- [ACTION ITEM]: Type out the listing again, exactly, with every line included.

----------------------------------------

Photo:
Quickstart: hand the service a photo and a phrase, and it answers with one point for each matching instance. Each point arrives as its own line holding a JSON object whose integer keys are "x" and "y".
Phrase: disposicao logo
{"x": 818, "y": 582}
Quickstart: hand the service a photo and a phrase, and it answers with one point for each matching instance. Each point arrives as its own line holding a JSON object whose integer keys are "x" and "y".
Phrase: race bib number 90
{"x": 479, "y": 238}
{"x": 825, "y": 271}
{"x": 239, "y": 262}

----------------------------------------

- [RESPONSE TO THE EXERCISE]:
Photo:
Quickstart: hand the service a photo and a phrase, and it answers with one point for each matching instance. Each point arrives as its own line holding a JSON object whose integer keys are "x" and "y".
Phrase: disposicao logo
{"x": 818, "y": 582}
Quickstart: hand the service a photo and a phrase, and it answers with one point for each matching instance. Each point arrives as its own line holding a JSON object whose integer keys are "x" and "y".
Phrase: race bib number 90
{"x": 479, "y": 238}
{"x": 825, "y": 271}
{"x": 239, "y": 262}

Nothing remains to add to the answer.